• _Tasks for this exercise_:
**a)** What reference number does the fire investigation standard have?
**b)** Which lines of the listing contain the string "outside"? Select each of them.

• _Quoted passage_:

○ ○ ○ ○ ○

Skip to page content
Fire Standards Board logo, click to return to homepage

Fire Investigation

Desired outcome

A fire and rescue service that delivers effective, efficient and Valid fire investigations into the origin, cause and development of fire to continually improve the safety of its community and its employees.

It has a competent and resilient capability to undertake fire investigations, either through direct employment or in collaboration with other services. It works with Interested parties so that investigations are consistently conducted in accordance with the relevant legislation, guidance and codes of practice and conduct.

A service that effectively collates and analyses information obtained through the fire investigation process which leads to:

  • a better understanding of the origin and cause of fire;
  • a better understanding of how buildings and people behave in relation to fire;
  • the identification of risks to inform its Community Risk Management Planning and contribute to the improvement of its prevention and protection strategies;
  • improvements to firefighter safety and operational response;
  • the identification and sharing of learning to continually improve local and national fire investigation practices; and
  • better support Justice system processes and other Interested parties or agencies, where appropriate.

A service, through having achieved the appropriate accreditation when required, may support the criminal justice system by undertaking investigations of deliberately caused fires. It may do this in conjunction with police crime scene investigators, other Interested parties or both.

Activity

Service Delivery

Business Area(s)

Protection

Date approved
Date issued
Review date
Reference number
FSD-PRO02

What is required to meet the fire standard

A fire and rescue service must:

  1. investigate the cause and origin of fires, complying with the appropriate codes of practice and conduct, where relevant to the level of fire investigation it carries out. These may be:
    1. non-complex fire scenes (Tier 1 fire investigation); and/or
    2. complex fire scenes and non-terrorist explosions (Tier 2 fire investigation)

○ ○ ○ ○ ○

• _Input_:
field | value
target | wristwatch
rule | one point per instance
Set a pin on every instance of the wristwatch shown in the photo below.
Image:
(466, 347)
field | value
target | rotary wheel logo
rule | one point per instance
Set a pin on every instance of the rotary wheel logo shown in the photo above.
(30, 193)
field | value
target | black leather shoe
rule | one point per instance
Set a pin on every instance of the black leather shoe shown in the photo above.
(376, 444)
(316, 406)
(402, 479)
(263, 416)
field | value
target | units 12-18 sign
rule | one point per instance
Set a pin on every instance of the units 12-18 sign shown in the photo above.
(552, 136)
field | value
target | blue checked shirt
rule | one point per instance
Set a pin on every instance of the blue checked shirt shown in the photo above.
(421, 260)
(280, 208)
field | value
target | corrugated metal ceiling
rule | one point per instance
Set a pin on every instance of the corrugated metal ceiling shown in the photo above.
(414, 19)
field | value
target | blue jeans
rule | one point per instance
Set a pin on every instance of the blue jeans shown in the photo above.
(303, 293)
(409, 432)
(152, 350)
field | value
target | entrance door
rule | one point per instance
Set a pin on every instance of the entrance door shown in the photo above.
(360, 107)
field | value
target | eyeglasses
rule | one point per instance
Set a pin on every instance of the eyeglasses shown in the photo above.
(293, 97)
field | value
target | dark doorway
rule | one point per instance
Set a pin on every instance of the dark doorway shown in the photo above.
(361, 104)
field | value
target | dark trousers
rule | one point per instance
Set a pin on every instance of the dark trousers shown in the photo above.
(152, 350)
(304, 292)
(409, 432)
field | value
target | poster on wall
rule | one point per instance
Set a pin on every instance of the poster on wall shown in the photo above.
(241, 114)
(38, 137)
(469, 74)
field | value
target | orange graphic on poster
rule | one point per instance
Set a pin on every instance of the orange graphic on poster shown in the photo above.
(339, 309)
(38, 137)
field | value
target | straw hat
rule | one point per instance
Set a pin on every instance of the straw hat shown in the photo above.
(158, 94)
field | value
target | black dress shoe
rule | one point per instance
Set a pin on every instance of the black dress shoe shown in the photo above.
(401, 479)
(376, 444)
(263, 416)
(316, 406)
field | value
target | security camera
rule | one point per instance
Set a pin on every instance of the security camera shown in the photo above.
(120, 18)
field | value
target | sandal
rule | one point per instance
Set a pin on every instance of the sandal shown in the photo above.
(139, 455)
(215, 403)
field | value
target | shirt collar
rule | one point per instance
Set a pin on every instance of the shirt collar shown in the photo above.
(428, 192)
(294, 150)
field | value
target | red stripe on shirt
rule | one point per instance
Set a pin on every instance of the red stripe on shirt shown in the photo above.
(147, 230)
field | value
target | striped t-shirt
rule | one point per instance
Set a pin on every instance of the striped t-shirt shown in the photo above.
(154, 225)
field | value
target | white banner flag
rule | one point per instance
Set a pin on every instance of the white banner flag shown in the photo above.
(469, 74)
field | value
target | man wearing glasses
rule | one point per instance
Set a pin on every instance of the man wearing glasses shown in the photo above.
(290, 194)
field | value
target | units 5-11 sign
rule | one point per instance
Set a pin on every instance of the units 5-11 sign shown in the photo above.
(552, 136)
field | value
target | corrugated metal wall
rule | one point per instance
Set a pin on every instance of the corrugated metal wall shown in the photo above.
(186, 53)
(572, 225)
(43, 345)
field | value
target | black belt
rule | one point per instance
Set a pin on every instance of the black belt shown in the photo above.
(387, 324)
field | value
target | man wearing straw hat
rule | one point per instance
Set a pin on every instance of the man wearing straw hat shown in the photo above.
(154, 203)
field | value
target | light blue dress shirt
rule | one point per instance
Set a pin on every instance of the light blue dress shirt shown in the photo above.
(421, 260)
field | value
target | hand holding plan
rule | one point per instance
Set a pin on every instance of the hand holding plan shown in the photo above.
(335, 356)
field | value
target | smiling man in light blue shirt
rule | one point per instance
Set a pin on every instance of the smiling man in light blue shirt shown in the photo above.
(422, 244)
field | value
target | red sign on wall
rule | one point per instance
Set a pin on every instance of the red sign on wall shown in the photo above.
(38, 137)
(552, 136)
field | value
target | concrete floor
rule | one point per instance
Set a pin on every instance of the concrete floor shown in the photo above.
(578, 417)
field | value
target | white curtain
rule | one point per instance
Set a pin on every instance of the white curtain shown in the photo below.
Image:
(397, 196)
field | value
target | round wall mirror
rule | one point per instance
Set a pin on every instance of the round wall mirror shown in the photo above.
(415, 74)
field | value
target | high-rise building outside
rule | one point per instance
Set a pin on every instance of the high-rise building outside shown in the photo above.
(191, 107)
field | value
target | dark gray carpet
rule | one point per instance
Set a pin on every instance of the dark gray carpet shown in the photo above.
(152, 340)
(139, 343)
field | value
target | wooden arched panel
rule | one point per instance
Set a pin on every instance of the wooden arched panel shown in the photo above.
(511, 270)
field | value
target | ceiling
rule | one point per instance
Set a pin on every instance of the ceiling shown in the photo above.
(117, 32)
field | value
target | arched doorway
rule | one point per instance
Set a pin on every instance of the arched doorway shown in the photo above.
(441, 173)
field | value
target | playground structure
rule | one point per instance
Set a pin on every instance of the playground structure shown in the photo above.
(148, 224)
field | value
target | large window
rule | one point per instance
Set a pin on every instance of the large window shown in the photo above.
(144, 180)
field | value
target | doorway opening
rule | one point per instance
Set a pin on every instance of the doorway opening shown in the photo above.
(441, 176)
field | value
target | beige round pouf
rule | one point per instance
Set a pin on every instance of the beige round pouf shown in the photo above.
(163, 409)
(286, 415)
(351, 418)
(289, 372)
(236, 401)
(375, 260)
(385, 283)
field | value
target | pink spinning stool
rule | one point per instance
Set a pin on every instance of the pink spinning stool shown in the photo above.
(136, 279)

○ ○ ○ ○ ○

• _Answers to the exercises_:
**a)** FSD-PRO02

**b)**
target | high-rise building outside
Set a pin on every instance of the high-rise building outside shown in the photo above.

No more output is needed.